GIVEN INSTRUCTION A: Find every line in the records below that contains the word "shrub" and copy each of those lines in full.

DOCUMENT SEGMENT:
From: Andrew Morton <akpm@linux-foundation.org>

Signed-off-by: Andrew Morton <akpm@linux-foundation.org>
---

 fs/buffer.c |   14 ++++++++++++++
 1 file changed, 14 insertions(+)

diff -puN fs/buffer.c~a fs/buffer.c
--- a/fs/buffer.c~a
+++ a/fs/buffer.c
@@ -1113,6 +1113,20 @@ __getblk_slow(struct block_device *bdev,
 		return NULL;
 	}
 
+#if (BITS_PER_LONG == 32) && defined(CONFIG_LBD)
+	if ((block >> (PAGE_CACHE_SHIFT - bdev->bd_inode->i_blkbits)) &
+			0xffffffff00000000UL) {
+		/*
+		 * We'll fail because the block is outside the range
+		 * which a 32-bit pagecache index can address
+		 */
+		printk(KERN_ERR "getblk(): sector number too large for 32-bit"
+				"machines\n");
+		dump_stack();
+		return NULL;
+	}
+#endif
+
 	for (;;) {
 		struct buffer_head * bh;
 		int ret;
_

will stop it hanging, but I'm not sure that it justifies the additional
overhead?
Comment 2 Alexander Mamaev 2007-10-16 10:06:51 UTC
Lets look my case:
block                     = 0x100000000
PAGE_CACHE_SHIFT          = 12
bdev->bd_inode->i_blkbits = 9    ( 'cause set_blocksize( sb->s_bdev, 512 ); )

GIVEN INSTRUCTION B: In the discussion of the fs/buffer.c patch, what value does Alexander Mamaev give for PAGE_CACHE_SHIFT in his case?

RECORDED INFORMATION:

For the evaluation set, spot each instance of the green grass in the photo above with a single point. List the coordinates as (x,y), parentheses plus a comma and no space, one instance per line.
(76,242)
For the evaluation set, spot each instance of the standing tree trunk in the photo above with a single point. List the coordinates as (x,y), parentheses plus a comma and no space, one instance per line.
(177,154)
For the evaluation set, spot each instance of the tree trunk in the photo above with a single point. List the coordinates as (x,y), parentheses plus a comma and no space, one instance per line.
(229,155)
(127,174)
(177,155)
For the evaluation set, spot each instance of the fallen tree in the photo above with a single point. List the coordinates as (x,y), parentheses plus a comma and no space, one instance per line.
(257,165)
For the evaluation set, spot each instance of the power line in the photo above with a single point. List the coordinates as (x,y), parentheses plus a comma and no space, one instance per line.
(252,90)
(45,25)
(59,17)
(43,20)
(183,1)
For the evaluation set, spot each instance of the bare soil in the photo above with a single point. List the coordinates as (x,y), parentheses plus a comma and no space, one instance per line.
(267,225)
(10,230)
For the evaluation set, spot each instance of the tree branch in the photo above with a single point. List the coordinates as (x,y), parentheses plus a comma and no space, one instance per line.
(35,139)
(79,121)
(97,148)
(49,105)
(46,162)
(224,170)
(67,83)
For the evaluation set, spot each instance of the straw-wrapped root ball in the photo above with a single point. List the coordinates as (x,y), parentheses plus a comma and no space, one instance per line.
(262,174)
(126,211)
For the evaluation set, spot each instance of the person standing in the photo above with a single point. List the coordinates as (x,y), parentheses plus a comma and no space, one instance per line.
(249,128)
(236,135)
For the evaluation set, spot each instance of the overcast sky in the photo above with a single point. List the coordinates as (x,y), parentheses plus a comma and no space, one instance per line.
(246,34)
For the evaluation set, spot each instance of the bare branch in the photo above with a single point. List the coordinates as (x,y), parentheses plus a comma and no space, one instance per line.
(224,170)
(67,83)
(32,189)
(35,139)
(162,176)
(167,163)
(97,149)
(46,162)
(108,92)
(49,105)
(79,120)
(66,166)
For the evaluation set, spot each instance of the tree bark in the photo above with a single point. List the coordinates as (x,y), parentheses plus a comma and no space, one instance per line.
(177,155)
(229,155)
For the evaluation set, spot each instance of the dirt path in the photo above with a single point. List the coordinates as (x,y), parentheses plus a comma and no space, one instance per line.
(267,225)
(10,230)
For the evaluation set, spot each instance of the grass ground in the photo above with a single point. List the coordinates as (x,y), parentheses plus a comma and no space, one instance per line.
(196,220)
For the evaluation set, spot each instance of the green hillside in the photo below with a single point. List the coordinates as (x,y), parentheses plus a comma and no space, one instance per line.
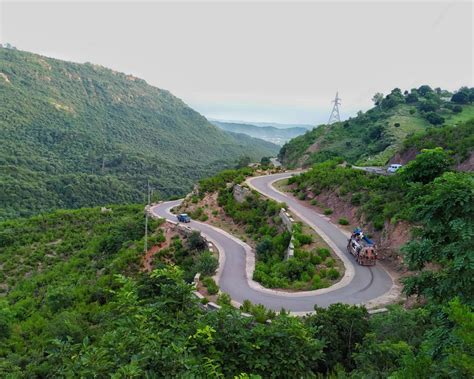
(267,133)
(76,135)
(373,137)
(74,302)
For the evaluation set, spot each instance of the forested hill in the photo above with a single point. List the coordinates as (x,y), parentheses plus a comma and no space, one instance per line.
(267,133)
(373,137)
(76,135)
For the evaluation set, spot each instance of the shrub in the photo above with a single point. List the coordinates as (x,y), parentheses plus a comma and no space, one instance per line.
(356,198)
(304,239)
(315,259)
(224,299)
(457,109)
(207,264)
(333,274)
(210,284)
(378,223)
(246,306)
(324,253)
(204,300)
(329,263)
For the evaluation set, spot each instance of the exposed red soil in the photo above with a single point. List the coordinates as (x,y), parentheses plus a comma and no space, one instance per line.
(405,156)
(388,241)
(467,165)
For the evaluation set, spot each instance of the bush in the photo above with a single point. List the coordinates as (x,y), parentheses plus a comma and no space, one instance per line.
(329,263)
(457,109)
(304,239)
(323,253)
(343,221)
(356,198)
(315,259)
(333,274)
(207,264)
(224,299)
(211,285)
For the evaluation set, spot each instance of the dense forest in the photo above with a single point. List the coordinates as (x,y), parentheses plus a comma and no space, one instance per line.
(373,137)
(75,135)
(75,302)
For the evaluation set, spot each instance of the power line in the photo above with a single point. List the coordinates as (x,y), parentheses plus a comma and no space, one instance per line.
(335,117)
(147,208)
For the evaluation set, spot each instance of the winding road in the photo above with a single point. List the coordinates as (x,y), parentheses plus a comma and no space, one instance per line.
(360,285)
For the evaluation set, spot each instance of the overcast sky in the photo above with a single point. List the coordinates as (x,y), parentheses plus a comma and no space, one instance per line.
(258,61)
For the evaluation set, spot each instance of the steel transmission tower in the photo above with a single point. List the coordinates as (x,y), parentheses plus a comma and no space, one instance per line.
(335,117)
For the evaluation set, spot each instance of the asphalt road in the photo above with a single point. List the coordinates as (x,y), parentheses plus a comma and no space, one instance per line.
(360,284)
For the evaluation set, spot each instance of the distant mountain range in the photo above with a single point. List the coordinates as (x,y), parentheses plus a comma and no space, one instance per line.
(75,135)
(400,123)
(276,134)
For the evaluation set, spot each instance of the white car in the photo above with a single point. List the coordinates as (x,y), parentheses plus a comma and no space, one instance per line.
(393,167)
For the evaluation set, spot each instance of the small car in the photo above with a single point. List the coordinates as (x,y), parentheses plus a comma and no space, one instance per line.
(183,217)
(393,168)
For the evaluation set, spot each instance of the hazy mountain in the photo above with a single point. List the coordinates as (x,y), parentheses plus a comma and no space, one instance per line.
(268,133)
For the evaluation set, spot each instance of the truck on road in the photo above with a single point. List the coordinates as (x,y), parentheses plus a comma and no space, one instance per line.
(362,248)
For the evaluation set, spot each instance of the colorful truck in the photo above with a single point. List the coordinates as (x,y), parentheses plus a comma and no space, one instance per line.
(362,248)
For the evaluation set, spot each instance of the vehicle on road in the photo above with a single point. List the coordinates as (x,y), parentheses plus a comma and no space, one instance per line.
(362,248)
(393,168)
(183,217)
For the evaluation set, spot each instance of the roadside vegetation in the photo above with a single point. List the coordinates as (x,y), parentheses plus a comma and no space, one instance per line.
(312,266)
(76,303)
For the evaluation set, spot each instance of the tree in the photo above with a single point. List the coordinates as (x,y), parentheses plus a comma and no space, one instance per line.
(265,161)
(434,118)
(424,90)
(243,161)
(428,165)
(462,96)
(377,98)
(264,249)
(342,327)
(411,98)
(443,249)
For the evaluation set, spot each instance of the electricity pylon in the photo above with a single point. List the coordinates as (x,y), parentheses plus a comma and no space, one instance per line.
(335,117)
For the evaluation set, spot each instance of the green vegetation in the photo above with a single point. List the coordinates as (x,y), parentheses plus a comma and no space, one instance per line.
(309,268)
(75,303)
(75,135)
(190,253)
(379,198)
(373,137)
(459,140)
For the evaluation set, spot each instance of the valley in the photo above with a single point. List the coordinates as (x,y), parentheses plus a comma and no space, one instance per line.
(99,279)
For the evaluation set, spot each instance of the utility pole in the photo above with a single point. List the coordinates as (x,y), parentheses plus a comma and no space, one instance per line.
(146,215)
(335,117)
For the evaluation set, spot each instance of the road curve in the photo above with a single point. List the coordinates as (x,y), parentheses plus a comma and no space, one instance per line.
(360,284)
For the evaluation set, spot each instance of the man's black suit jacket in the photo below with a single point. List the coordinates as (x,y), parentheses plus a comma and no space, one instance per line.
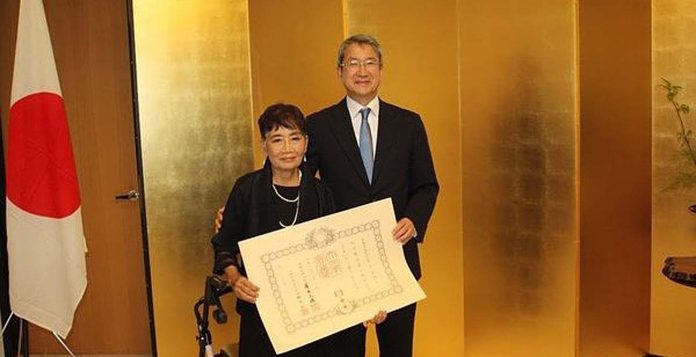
(403,166)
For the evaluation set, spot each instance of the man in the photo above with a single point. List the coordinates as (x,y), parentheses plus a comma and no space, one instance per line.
(365,150)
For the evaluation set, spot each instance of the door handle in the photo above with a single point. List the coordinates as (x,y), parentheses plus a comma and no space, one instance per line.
(131,195)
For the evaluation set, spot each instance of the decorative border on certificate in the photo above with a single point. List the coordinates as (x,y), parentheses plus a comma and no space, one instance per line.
(328,265)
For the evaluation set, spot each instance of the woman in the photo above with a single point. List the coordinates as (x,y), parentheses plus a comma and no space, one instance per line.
(279,195)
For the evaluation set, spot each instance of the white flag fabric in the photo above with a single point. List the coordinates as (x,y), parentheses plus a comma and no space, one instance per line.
(45,241)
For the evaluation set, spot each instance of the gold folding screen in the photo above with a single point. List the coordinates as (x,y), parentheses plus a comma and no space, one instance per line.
(496,83)
(519,128)
(195,108)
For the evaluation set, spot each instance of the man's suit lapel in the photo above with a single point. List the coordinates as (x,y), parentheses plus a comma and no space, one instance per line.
(386,136)
(345,136)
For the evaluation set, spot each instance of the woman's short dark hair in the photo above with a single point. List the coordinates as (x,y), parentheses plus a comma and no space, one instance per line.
(281,115)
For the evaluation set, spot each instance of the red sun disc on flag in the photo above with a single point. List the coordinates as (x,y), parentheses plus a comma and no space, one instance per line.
(41,175)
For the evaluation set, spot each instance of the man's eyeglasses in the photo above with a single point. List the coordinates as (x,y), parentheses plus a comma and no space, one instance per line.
(354,65)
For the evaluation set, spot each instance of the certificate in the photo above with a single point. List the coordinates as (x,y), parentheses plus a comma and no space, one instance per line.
(322,276)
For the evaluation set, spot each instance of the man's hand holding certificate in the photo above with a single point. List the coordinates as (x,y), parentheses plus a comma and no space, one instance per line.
(322,276)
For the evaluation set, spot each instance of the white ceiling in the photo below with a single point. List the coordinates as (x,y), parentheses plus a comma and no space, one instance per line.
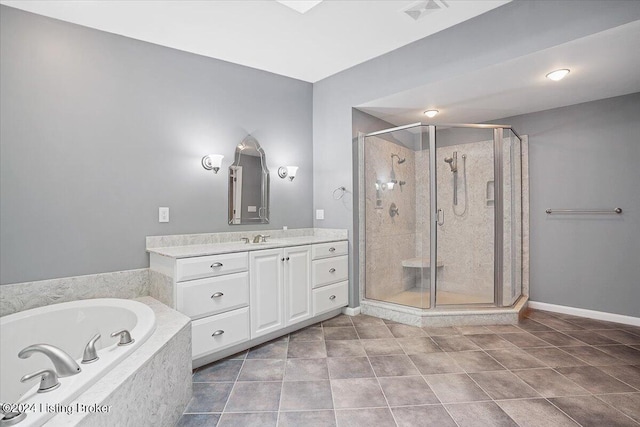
(602,65)
(330,37)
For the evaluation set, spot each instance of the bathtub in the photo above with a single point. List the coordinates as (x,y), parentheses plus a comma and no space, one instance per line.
(68,326)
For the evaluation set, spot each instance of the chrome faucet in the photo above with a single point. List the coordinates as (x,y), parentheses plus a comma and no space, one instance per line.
(90,354)
(63,363)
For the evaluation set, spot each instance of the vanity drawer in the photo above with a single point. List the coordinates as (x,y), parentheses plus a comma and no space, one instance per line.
(325,250)
(330,297)
(209,266)
(204,297)
(329,270)
(229,328)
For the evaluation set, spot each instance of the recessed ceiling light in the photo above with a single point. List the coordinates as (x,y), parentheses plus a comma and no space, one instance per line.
(558,74)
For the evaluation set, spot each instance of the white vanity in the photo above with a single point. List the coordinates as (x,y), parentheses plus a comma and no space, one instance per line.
(241,294)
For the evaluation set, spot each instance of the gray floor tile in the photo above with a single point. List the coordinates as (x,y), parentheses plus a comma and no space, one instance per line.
(340,333)
(451,388)
(209,397)
(395,365)
(554,357)
(435,363)
(418,345)
(535,413)
(550,383)
(306,395)
(307,419)
(226,370)
(559,339)
(276,349)
(594,380)
(382,347)
(476,361)
(262,370)
(306,369)
(593,356)
(357,393)
(626,373)
(455,343)
(503,385)
(254,396)
(480,414)
(307,349)
(256,419)
(307,334)
(349,367)
(591,412)
(404,391)
(378,417)
(428,415)
(400,331)
(372,332)
(515,358)
(490,341)
(198,420)
(628,404)
(524,339)
(344,348)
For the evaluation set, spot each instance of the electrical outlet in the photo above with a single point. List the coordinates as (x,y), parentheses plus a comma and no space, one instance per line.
(163,214)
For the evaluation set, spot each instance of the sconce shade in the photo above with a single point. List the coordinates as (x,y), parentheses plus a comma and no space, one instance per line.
(287,171)
(212,162)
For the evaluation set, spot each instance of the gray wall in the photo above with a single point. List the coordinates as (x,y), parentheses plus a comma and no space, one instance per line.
(98,131)
(585,156)
(508,32)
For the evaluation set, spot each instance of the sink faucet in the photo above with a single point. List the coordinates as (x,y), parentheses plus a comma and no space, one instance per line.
(260,238)
(63,363)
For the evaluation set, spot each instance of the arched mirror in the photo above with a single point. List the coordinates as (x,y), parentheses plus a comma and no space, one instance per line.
(249,185)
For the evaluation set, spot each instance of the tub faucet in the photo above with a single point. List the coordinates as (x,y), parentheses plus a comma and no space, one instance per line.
(63,363)
(90,354)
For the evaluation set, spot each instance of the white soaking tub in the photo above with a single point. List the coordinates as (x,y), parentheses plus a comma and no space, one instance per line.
(68,326)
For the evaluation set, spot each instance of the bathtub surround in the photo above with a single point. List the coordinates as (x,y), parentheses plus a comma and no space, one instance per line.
(120,284)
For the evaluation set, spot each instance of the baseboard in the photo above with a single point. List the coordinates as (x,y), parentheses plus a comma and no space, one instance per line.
(592,314)
(351,311)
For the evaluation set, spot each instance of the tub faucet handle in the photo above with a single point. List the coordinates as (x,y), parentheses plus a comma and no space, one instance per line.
(90,354)
(125,337)
(48,379)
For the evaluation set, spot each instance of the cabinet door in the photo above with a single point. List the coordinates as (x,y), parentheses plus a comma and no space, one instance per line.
(266,291)
(297,284)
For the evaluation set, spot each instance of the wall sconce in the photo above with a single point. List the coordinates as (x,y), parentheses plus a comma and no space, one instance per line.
(287,171)
(212,162)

FINAL RESULT A:
For the evaluation set, spot each instance of the shrub in the photo above with a single point. List the coordinates as (x,y), parentheses plus a comma and no space, one instance per line.

FINAL RESULT B: PAGE_CACHE_SHIFT is 12.